» PROBLEM STATEMENT: Copy the part of the material that opens with the line containing "[indicate] the wooden frame" and runs through the end of the material, both ends included, with the requests kept as they are. Scale every coordinate in the answers by 2.45 and round each to a whole number, with halves rounding up.
____
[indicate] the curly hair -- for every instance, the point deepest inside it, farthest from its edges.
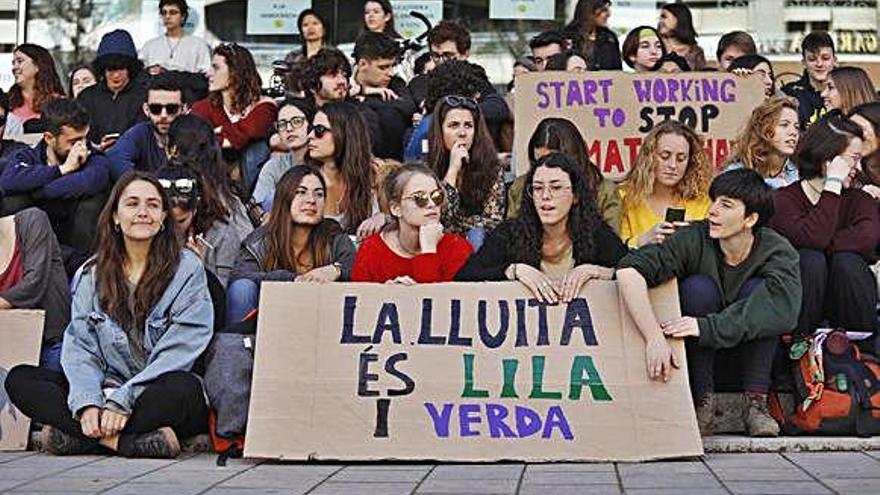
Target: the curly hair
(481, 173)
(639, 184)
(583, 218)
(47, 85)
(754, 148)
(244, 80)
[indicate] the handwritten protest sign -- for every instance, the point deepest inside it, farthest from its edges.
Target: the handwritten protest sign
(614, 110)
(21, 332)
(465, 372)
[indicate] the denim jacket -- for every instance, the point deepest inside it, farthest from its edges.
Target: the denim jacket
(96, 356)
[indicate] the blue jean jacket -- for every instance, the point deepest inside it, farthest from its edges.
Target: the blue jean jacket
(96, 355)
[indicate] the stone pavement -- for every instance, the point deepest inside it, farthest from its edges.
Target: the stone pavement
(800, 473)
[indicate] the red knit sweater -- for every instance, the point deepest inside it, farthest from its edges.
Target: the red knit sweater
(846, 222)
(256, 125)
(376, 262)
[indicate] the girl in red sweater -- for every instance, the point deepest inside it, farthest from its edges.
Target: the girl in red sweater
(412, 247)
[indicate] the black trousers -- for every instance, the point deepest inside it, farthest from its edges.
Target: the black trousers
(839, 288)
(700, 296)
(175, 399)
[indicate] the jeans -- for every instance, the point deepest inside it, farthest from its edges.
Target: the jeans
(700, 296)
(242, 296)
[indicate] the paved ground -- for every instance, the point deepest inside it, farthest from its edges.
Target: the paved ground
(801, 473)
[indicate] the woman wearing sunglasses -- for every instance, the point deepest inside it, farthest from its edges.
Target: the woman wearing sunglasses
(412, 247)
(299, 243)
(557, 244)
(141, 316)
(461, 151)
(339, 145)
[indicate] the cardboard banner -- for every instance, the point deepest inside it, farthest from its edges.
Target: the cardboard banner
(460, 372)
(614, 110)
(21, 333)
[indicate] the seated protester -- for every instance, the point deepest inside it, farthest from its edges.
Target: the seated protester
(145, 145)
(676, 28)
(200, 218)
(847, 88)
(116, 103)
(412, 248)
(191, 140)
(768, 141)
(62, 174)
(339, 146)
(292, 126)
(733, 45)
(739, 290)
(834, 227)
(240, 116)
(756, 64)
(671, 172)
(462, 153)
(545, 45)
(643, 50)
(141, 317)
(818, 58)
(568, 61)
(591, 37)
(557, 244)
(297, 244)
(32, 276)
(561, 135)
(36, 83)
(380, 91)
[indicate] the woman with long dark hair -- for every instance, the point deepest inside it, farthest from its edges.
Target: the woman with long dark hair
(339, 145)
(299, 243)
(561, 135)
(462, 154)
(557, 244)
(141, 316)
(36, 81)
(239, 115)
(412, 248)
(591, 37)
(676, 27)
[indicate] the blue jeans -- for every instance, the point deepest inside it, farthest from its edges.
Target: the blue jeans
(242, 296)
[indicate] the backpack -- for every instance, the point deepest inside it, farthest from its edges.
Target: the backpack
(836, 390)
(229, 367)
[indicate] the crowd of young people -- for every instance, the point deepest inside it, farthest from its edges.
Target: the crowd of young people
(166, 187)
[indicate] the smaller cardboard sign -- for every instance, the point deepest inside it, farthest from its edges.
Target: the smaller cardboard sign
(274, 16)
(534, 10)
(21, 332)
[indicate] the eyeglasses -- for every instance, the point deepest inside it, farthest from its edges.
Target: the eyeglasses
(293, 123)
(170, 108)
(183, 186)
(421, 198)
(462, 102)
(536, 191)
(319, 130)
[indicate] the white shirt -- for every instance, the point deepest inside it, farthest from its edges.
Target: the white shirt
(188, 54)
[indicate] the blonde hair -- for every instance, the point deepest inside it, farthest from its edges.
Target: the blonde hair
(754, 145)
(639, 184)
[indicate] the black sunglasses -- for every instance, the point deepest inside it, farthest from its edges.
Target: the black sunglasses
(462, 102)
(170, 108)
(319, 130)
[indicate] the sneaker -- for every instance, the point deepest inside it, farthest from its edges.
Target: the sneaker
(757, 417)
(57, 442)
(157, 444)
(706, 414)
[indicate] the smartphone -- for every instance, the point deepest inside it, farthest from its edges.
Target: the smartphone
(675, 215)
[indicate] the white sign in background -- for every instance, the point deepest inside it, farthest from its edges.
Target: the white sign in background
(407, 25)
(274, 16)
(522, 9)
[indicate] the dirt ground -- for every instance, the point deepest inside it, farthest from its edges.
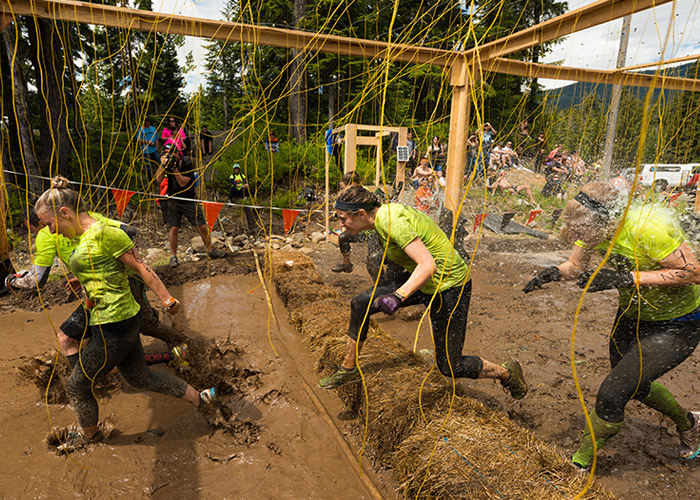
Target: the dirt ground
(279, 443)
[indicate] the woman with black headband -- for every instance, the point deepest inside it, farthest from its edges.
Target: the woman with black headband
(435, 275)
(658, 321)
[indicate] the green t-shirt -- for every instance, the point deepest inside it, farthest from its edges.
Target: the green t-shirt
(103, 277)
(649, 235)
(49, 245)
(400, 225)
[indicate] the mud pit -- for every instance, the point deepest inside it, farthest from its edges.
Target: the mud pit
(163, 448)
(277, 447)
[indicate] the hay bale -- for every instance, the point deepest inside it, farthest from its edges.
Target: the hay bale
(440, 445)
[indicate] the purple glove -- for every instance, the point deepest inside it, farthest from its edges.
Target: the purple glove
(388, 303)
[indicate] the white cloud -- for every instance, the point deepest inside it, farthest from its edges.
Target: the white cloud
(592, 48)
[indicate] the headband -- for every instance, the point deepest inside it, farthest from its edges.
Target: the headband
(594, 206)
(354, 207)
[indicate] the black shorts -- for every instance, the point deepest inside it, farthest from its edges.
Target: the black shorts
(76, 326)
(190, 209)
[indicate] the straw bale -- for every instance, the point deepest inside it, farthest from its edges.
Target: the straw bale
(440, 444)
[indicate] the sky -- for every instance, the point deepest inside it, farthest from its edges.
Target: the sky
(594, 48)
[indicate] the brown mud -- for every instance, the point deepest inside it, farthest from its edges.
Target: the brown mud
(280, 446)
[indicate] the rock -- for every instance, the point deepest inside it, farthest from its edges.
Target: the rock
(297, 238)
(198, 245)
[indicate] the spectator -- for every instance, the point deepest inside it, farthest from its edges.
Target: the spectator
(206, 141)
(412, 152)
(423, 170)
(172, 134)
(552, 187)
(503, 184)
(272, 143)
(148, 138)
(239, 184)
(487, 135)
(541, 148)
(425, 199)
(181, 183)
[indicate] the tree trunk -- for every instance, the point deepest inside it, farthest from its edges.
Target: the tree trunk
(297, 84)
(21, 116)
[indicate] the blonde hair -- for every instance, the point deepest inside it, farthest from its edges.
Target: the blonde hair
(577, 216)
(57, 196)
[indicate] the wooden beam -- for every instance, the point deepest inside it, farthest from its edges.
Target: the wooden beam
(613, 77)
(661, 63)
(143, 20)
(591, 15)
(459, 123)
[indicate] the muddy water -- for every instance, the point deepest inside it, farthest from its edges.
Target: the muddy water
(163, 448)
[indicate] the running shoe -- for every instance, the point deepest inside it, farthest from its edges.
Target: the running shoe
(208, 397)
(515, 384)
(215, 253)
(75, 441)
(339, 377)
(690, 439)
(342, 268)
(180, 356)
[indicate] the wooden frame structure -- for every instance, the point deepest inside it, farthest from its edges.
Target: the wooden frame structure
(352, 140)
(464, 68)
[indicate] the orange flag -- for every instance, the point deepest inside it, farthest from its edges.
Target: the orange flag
____
» RESULT OF THIS EXERCISE:
[indicate] the wooden frame structure -- for every instance, the point deepest inside it, farthest from its edges.
Target: the wooden frame structure
(862, 343)
(1137, 167)
[indicate] the orange flag -- for every instance, the point deepest inside it, farthest from its edges.
Target: the orange flag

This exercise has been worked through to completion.